Dataset records
⁂
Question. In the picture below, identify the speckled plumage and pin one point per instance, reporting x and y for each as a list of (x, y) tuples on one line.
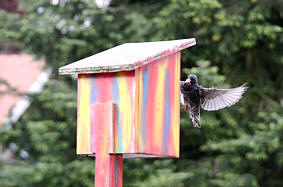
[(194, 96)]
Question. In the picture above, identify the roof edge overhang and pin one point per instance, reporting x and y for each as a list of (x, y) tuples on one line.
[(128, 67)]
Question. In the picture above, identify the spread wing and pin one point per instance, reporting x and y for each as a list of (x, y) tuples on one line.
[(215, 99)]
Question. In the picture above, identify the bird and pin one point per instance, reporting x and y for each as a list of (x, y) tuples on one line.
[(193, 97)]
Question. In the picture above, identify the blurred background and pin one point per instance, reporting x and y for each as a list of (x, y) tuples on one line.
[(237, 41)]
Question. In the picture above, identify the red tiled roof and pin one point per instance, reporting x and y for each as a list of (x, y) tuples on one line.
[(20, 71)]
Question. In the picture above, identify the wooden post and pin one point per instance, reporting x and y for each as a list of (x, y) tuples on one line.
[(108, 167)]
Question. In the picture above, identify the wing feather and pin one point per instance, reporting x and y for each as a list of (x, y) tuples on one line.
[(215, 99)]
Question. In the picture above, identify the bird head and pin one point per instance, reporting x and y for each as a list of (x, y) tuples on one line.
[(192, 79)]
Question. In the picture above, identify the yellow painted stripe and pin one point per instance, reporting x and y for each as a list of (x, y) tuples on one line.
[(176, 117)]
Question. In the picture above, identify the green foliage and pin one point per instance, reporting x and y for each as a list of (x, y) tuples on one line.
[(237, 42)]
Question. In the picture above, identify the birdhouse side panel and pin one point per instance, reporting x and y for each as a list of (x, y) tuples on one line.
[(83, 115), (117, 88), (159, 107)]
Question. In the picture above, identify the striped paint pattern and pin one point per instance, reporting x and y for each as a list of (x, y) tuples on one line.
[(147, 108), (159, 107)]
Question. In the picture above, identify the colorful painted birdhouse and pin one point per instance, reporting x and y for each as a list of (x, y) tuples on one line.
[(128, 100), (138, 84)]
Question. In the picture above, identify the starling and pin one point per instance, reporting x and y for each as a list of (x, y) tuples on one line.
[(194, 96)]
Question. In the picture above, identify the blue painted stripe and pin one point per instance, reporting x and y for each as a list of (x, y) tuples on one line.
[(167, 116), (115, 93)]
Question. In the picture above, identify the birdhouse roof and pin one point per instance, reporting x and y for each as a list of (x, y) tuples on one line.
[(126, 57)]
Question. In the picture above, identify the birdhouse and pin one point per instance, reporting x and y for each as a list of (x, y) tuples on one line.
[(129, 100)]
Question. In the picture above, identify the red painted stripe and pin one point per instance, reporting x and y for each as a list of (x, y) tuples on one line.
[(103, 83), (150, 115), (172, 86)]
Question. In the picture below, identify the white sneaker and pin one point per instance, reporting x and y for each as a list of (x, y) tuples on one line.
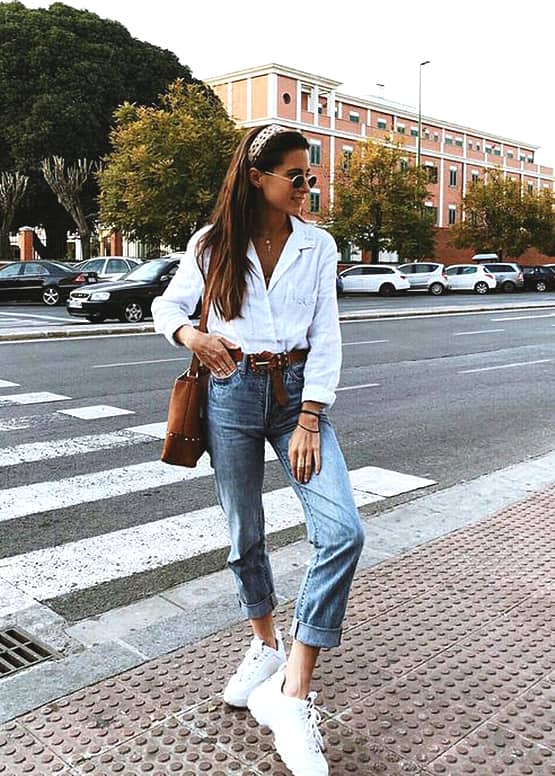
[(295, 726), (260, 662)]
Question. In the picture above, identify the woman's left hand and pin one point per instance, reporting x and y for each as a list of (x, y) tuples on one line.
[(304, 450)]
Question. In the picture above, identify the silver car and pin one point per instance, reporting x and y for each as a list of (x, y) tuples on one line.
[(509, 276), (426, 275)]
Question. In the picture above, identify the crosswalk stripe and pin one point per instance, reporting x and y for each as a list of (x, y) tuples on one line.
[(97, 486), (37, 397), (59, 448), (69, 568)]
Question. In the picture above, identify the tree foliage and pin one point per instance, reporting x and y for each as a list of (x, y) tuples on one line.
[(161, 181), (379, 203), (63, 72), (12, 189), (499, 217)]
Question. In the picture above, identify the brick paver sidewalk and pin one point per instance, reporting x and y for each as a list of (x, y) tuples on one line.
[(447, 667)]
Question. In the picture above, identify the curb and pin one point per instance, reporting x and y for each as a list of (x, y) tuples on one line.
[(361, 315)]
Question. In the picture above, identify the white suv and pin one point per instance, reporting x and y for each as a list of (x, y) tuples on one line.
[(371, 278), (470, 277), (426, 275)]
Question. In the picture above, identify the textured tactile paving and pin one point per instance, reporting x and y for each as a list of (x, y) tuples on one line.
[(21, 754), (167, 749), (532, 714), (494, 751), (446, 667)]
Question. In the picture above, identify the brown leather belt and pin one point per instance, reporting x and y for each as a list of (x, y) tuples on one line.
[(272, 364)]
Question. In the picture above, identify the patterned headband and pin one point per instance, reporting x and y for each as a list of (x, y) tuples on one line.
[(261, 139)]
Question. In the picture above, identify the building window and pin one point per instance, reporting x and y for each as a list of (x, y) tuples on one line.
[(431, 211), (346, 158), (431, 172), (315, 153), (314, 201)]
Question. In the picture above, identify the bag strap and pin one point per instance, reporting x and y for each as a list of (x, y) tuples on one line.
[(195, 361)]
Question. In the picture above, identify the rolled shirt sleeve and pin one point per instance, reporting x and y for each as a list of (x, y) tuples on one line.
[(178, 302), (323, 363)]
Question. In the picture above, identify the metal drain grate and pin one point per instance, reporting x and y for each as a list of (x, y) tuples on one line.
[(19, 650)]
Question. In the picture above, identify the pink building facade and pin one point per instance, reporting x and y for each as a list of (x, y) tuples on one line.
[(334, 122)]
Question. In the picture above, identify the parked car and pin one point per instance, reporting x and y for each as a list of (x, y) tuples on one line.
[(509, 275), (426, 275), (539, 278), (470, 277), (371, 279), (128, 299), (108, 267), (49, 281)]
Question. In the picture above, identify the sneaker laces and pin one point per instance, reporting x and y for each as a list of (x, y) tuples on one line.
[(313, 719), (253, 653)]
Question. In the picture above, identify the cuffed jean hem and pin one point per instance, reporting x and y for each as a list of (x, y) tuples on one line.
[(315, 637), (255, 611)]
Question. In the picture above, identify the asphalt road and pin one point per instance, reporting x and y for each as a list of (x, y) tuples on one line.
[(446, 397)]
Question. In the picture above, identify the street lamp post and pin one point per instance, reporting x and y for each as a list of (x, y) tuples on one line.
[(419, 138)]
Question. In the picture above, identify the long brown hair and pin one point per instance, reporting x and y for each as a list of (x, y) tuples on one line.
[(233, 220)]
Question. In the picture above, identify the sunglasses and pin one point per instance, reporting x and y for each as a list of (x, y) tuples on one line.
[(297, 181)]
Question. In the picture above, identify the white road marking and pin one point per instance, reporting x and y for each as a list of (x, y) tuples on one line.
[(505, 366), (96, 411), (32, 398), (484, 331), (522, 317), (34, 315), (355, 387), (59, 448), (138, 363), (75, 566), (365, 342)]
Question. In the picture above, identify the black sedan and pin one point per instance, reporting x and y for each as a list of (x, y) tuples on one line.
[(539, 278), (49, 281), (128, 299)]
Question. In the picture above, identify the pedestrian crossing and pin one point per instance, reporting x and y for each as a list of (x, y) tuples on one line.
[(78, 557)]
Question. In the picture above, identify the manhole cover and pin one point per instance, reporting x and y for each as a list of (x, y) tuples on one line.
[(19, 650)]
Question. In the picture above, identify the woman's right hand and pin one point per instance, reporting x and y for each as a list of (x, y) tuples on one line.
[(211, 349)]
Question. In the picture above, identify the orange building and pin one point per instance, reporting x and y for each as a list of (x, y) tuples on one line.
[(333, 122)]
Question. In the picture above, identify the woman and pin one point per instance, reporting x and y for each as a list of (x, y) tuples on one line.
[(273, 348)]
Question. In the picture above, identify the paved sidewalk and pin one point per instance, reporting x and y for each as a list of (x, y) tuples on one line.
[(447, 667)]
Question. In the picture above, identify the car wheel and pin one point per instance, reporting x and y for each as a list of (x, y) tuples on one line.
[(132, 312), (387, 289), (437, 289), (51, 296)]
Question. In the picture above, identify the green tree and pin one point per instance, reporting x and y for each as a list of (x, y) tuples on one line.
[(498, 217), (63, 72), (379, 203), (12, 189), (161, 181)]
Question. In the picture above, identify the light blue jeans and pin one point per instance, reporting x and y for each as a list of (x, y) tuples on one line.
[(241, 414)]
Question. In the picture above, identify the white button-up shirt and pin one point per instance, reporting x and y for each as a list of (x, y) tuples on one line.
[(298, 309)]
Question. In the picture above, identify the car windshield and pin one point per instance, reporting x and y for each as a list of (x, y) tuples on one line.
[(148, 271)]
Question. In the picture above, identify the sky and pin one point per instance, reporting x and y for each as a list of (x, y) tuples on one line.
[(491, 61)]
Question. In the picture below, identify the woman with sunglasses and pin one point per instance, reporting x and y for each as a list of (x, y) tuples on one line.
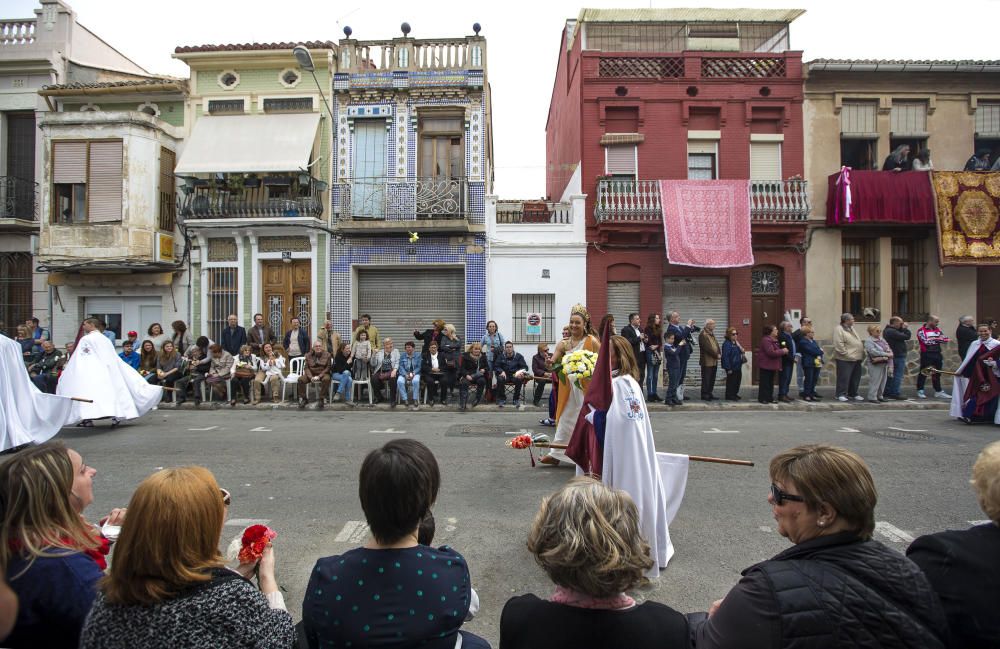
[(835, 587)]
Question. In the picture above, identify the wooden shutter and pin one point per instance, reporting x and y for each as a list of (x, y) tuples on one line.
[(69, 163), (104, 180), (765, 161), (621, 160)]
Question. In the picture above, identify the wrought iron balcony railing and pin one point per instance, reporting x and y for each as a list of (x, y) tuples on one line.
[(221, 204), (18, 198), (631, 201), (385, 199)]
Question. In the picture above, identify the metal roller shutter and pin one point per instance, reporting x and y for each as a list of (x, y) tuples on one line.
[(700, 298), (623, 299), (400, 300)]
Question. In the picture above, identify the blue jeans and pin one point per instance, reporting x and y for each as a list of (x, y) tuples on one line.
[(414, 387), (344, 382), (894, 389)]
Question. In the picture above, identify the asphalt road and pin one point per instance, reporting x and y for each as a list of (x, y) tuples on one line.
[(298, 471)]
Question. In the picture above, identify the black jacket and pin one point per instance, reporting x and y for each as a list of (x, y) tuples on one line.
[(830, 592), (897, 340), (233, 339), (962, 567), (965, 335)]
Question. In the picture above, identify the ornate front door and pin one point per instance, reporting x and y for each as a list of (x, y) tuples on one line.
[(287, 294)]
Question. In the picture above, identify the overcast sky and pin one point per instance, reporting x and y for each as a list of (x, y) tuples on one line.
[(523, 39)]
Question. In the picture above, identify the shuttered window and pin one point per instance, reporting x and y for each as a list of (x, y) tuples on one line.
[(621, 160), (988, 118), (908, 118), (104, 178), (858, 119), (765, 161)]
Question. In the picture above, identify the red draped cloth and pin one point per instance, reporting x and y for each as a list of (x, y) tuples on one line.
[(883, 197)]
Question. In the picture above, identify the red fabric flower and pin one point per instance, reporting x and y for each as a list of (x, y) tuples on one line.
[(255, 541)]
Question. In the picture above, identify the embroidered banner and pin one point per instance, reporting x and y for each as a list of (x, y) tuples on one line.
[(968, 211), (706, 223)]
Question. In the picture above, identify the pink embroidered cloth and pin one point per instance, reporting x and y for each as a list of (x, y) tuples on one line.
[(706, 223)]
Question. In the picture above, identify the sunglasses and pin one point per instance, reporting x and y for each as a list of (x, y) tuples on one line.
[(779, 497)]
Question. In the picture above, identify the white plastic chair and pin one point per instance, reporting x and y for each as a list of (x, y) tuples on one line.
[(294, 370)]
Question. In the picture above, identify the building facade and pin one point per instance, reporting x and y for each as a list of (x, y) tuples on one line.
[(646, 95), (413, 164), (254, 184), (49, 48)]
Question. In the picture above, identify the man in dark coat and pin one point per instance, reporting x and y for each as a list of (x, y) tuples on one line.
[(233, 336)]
⁂
**Problem details**
Rewrite everything from the line containing "Question. In the picture above, identify the man in" down to the end of the listing, switching "dark coat" to "black jacket" and leaving all else unchanged. Give only those lines.

**Task answer**
Question. In the picture above, identify the man in black jacket and pin one point per instance, reporting x and y for each as a list of (x, y) tuples on one line.
[(233, 336)]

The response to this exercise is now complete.